START MATERIAL FOR THIS EXERCISE
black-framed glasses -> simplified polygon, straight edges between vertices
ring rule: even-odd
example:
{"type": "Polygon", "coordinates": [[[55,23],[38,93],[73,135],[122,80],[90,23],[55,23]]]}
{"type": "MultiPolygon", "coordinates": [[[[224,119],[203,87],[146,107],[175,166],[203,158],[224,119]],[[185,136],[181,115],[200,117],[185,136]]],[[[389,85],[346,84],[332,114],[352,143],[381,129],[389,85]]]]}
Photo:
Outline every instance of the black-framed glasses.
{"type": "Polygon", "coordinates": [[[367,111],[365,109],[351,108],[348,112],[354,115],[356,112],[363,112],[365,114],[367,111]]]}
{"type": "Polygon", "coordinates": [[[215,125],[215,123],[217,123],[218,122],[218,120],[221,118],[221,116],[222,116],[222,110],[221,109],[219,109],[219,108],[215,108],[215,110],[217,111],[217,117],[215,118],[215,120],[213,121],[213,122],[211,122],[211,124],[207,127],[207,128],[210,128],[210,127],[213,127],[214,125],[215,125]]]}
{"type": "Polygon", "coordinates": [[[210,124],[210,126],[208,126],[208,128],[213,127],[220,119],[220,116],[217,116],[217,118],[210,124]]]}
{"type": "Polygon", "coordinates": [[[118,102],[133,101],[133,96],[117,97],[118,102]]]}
END MATERIAL FOR THIS EXERCISE
- _EXERCISE AIM_
Using the exact wording, repeat all the entries.

- _RESPONSE TO THIS TASK_
black-framed glasses -> simplified polygon, straight edges between vertices
ring rule: even-odd
example:
{"type": "Polygon", "coordinates": [[[55,23],[38,93],[73,135],[122,80],[90,23],[55,23]]]}
{"type": "MultiPolygon", "coordinates": [[[[224,119],[203,87],[146,107],[175,166],[203,158],[224,119]],[[185,136],[181,115],[200,117],[185,136]]],[[[389,85],[346,84],[332,114],[352,143],[381,129],[389,85]]]]}
Photo:
Outline every instance of the black-framed glasses.
{"type": "Polygon", "coordinates": [[[367,111],[365,109],[351,108],[348,112],[354,115],[356,112],[363,112],[365,114],[367,111]]]}
{"type": "Polygon", "coordinates": [[[215,125],[215,123],[217,123],[218,122],[218,120],[221,118],[221,116],[222,116],[222,110],[221,109],[219,109],[219,108],[215,108],[215,110],[217,111],[217,117],[215,118],[215,120],[213,121],[213,122],[211,122],[211,124],[207,127],[207,128],[210,128],[210,127],[213,127],[214,125],[215,125]]]}
{"type": "Polygon", "coordinates": [[[210,124],[210,126],[208,126],[208,128],[213,127],[220,119],[220,116],[217,116],[217,118],[210,124]]]}
{"type": "Polygon", "coordinates": [[[118,102],[133,101],[133,96],[117,97],[118,102]]]}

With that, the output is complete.